= Excerpted text =
Undicinove (Foto, Leggero)

Foto: Bittersweet Couch--Le Catacombe di San Sebastiano, cubiculum


Caro mio Leggero,
° It was just like sinking into a cloud.
° But without falling through, plummeting a couple of miles, and going bloodyguts splat on the baked earth below.
° 80sqft of bittersweet orange suede,
ellshaped.
° A sofa so selfpossessed, it could furnish an entire 750sqft
Poeroom (“The Philosophy of Furniture”).
° A colour so allpossessing, it could warm up that same room if stonegrey from floor to ceiling.
° Just heaven.

§§§§§

° Though for sure, after I stood up I checked my suit to see if the colour had rubbed off on it.
° Though for sure, the application of sultry Southern sweat to the suede would be bound to transfer the dye.
° Though for sure, wolfhounds’ toenails and mainecoons’ claws couldn’t fail to pierce the tender leather.
° Though for sure, one spilled cup of tea, not to mention less genteel beverages,
would mark its territory forever.
° Just hell to live with.

§

° So perhaps it was a matter of design that it was selling for eleven-nine. Undicimilanovecento, non undicicentonove.
° With
sales tax that would come to an even, predictive, 13.

° Gasping, but not from stickershock, Giac.

mercoledì 7 settembre 2005

Mixed Messages? (Foto, Coz)

Foto: Le catacombe di Santa Priscilla, Ancora e Croce, Pisces

Dear Coz,
° The other day I was puttering up (so as not to waste $2.50 gas, that was a couple of days before it was $3.00 gas) McLin Hill, and even so I began to overtake an RV towing a diminutive SUV.
° The back of the RV had been painted Celestial Blue, and in the centre was a white Dove, ascending, emitting rays of glory.
° I was entranced. The Goddess of Desire sends a sign.
° And even if it was only the Holy Spirit (predicting the hurricane), I was entranced: Meg Tilly, Agnes of God, parthenogenesis . . . .
° And even if it was only the Dove of Peace, what planet could have more need of her?
° Entranced and ebullient.


§§§§§


° On the wheel cover of the petite SUV’s spare tyre was the rest of the message: a Tasmanian Devil shouting:


BACKOFF!

= Given data =
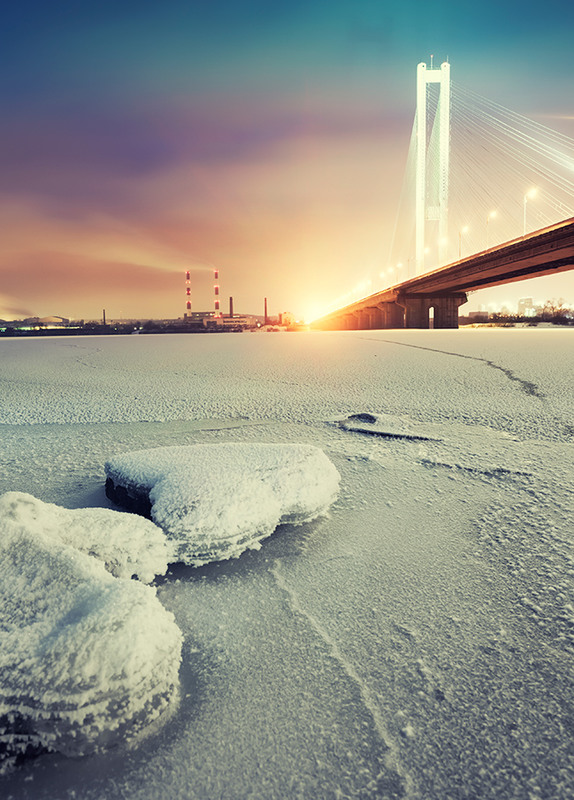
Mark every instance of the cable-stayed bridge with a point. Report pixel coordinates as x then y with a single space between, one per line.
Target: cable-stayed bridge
483 193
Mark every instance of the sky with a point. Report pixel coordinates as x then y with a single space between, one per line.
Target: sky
139 140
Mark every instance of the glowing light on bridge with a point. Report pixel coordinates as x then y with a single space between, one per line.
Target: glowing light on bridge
530 195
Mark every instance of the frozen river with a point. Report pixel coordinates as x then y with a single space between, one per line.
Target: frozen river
417 643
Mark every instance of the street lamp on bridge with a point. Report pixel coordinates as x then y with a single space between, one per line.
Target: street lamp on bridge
489 216
531 193
461 231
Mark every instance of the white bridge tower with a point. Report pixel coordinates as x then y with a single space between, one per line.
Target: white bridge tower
438 192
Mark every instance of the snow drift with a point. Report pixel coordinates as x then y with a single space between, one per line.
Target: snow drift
216 501
86 659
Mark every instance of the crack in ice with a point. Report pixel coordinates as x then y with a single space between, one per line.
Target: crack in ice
527 386
367 698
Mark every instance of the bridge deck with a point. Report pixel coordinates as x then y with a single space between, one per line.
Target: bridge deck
543 252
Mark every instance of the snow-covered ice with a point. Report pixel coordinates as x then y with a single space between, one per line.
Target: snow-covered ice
216 501
417 643
86 659
128 545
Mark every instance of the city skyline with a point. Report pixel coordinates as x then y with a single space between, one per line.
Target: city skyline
138 142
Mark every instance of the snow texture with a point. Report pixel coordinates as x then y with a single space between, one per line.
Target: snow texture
416 644
87 660
216 501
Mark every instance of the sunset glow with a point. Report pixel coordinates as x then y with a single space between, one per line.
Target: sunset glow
137 142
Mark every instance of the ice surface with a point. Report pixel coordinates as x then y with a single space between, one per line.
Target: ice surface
87 660
418 642
216 501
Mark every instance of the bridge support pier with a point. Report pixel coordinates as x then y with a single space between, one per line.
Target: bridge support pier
445 308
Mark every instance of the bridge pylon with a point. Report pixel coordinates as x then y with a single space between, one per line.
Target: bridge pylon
439 210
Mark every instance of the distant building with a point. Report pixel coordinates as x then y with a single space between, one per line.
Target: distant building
526 307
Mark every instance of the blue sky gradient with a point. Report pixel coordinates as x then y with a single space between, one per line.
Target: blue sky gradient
268 139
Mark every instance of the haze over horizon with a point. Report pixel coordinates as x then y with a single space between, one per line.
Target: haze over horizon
138 141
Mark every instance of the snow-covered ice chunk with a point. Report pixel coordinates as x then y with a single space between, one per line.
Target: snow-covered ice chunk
385 426
126 543
215 501
87 660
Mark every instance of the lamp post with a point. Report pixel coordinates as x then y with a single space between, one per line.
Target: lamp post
461 231
490 216
529 194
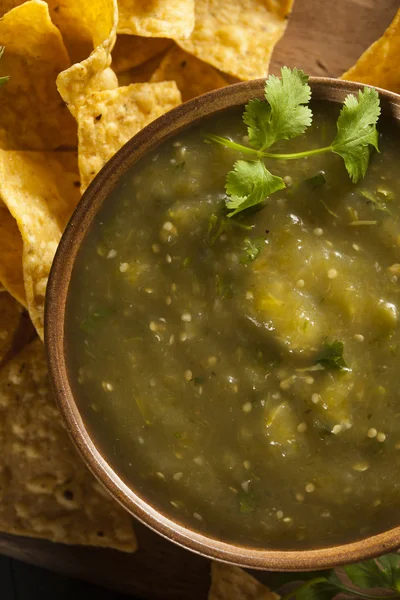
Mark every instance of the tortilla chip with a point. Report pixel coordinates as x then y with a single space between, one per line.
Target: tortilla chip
92 74
232 583
238 37
192 76
83 24
130 51
140 74
33 116
109 119
156 18
379 65
46 491
10 317
40 190
11 275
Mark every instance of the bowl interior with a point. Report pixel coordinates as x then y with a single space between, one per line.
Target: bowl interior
57 292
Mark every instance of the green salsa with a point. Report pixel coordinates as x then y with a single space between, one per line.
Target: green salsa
242 373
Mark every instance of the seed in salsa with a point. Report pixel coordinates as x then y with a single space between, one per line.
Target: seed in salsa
242 373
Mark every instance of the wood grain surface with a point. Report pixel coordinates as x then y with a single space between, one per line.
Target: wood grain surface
324 37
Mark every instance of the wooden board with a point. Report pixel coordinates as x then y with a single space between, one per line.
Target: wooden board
323 38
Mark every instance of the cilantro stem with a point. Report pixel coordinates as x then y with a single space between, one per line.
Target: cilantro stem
295 155
247 150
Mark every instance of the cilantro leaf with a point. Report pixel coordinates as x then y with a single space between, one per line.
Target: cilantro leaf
365 574
331 356
356 131
319 590
390 565
284 116
249 184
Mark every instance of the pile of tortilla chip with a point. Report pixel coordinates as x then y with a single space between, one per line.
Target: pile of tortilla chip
83 77
78 79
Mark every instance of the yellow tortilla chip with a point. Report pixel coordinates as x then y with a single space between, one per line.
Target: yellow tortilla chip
94 73
10 318
379 65
140 74
110 118
46 491
16 329
232 583
40 190
130 51
33 116
83 23
192 76
11 275
238 37
156 18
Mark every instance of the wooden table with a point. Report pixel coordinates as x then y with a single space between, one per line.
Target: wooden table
324 37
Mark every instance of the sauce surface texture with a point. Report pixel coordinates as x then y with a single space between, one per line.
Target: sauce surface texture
205 352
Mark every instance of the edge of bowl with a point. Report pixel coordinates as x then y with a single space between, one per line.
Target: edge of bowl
56 297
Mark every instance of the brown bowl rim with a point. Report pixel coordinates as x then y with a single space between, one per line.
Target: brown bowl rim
57 291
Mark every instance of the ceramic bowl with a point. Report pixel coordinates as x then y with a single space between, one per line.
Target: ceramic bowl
57 291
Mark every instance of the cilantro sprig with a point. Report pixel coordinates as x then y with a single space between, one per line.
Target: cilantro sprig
363 580
286 115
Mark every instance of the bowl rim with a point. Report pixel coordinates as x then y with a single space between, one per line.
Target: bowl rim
147 139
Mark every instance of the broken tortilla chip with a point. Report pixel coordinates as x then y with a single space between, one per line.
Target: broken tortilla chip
83 23
379 65
40 190
10 317
94 73
232 583
238 37
192 76
156 18
130 51
110 118
46 491
33 116
11 275
140 74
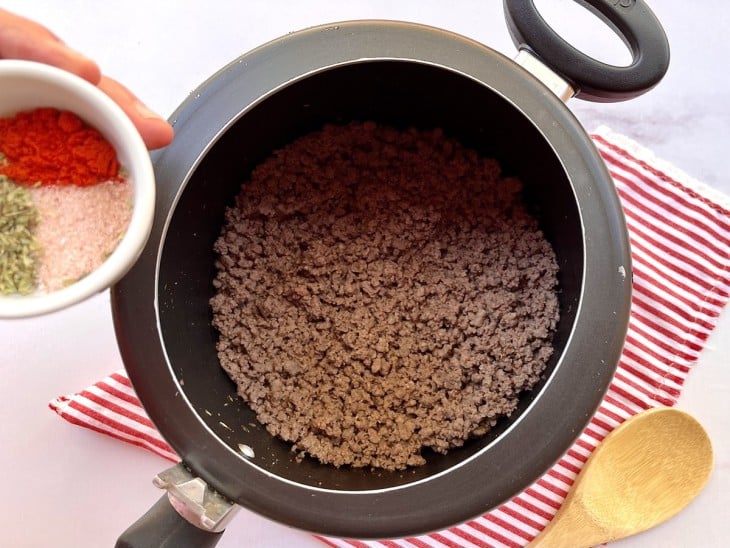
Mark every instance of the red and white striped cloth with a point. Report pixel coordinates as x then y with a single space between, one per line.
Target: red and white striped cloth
680 239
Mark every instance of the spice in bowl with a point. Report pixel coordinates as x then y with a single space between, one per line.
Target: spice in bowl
65 200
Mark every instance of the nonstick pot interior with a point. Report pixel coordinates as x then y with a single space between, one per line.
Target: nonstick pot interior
389 92
162 310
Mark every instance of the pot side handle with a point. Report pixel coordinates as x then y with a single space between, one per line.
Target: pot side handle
594 80
163 527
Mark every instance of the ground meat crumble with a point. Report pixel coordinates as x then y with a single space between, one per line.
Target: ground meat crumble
379 292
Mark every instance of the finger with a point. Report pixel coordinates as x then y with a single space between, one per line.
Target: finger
21 38
156 132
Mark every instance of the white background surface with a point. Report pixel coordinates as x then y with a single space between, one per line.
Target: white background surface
66 487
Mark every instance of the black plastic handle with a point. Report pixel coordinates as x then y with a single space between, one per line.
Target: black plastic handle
594 80
163 527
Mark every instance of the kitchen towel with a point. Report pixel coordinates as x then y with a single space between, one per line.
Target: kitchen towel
680 242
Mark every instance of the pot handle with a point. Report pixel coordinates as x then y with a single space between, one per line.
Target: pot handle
163 527
632 20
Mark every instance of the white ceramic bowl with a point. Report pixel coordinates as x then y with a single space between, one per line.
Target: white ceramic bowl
26 85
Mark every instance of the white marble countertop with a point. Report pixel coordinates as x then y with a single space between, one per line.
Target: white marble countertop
69 487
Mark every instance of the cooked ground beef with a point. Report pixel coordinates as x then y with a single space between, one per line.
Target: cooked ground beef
380 292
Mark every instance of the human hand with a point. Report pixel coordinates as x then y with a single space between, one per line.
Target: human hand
21 38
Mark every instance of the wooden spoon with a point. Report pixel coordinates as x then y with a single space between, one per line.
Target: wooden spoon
643 473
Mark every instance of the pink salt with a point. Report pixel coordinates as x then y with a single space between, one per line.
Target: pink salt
78 228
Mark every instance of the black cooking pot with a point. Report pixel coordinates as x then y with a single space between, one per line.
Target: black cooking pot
404 75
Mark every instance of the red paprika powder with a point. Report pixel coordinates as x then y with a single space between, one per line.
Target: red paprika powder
51 146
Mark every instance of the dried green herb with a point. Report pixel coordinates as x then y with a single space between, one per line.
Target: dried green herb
18 248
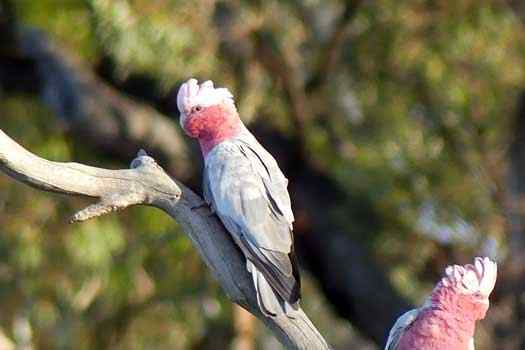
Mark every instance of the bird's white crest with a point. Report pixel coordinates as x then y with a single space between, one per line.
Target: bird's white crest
192 94
470 279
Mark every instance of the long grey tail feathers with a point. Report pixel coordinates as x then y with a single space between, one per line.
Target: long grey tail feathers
269 302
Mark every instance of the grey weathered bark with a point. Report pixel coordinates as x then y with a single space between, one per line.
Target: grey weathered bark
147 183
342 286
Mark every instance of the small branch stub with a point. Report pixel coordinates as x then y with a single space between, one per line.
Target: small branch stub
147 183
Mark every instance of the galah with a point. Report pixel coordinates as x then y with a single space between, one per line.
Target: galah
447 319
244 186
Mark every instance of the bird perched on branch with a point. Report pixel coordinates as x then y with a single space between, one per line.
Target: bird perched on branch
447 319
245 187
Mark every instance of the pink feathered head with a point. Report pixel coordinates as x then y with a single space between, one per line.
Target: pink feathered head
192 95
471 279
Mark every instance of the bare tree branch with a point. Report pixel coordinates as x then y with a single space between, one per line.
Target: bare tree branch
147 183
95 111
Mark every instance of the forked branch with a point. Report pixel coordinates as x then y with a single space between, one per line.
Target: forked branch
146 183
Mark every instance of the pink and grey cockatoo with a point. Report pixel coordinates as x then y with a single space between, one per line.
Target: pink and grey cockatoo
447 319
244 186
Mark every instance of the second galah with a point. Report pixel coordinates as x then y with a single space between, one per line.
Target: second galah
447 319
245 187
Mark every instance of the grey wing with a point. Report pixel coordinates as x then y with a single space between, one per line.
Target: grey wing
252 211
397 331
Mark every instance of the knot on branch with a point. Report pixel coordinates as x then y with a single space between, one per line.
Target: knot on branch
149 183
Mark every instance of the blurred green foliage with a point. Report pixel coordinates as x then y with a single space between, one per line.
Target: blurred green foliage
415 117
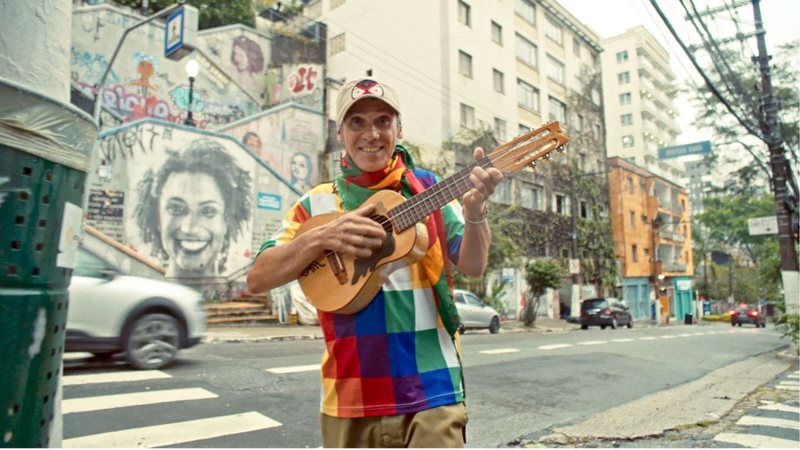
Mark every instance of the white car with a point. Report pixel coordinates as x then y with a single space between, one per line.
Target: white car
148 320
474 312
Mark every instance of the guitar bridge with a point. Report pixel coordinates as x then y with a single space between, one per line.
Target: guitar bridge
337 266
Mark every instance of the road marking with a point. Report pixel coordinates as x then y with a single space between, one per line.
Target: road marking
768 422
755 440
499 350
781 407
295 369
114 377
175 433
592 342
554 346
84 404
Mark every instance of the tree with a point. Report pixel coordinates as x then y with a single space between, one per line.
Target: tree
540 275
211 13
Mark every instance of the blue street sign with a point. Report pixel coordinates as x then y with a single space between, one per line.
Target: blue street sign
268 201
173 33
696 148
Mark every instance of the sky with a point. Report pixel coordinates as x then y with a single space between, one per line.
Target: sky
781 19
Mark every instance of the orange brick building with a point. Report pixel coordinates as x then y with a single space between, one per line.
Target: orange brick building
651 221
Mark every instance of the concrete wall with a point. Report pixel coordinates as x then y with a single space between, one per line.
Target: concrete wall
197 203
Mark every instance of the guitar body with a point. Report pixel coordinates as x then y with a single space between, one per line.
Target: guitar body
345 284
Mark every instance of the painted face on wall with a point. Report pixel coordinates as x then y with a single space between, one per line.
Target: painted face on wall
240 59
192 218
299 167
369 133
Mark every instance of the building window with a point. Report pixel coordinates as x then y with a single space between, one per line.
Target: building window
557 110
467 116
497 33
499 81
337 44
500 129
464 13
555 69
530 197
526 51
626 119
527 96
554 31
561 205
527 10
465 64
627 141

= Brief A =
Do these statements agree with the letters about the suede sofa and the RV? Answer yes or no for each, quoting the deciding words.
(i) The sofa was priced at eleven hundred nine.
(ii) The back of the RV was painted Celestial Blue.
(iii) When the writer drove up McLin Hill, gas already cost $3.00.
= Brief B =
Continue the letter to Coz about the RV from the point where it stops.

= Response box A =
(i) No: "Undicimilanovecento, non undicicentonove."
(ii) Yes: "The back of the RV had been painted Celestial Blue"
(iii) No: "that was a couple of days before it was $3.00 gas"

= Response box B =
° Ah, so it was the Dove of Peace . . . .


° Your affectionate Cousin, Giac.

domenica 4 settembre 2005

Quando Rotolavano i Tempi Buoni (Foto, Julja))

Dear Julja.
° From what plague has New Orleans not suffered at some time or other?
° Typhus, typhoid, yellow fever, cholera, malaria, the French Disease . . . .


° Petrochemicals, radioactive wastes, human wastes, Arkansas chicken wastes, all courtesy of Ol' Man River . . . .



° Tourists, outlanders, furriners, stranieri, barbari, Conans . . . .



° But till yet she has never suffered a greater indignity than being sold into stripmaller slavery in 1803 by a particularly feckless French Gummint. For glass beads and a blanket, near enough.

° Miao in tutte le lingue, Giac.

P. S. If I were savvy I'd upload a file of "Do You Know What It Means to Miss New Orleans?" ca. 1955. Louis Armstrong sings the first verses to a quietly appreciative French audience. Then the combo does an exceedingly lengthy vamp. Bimeby a female voice resumes the verses. Five seconds later, the auditorium explodes with cheers and applause. For nobody knew Billie Holiday had been waiting backstage. Many, perhaps, didn't know she was still alive.

° Well, I'm not savvy. But I could still beg my savvy Cousin Gipsy to do it for me. Only, I can't seem to find the recording in the dark depths of my closet.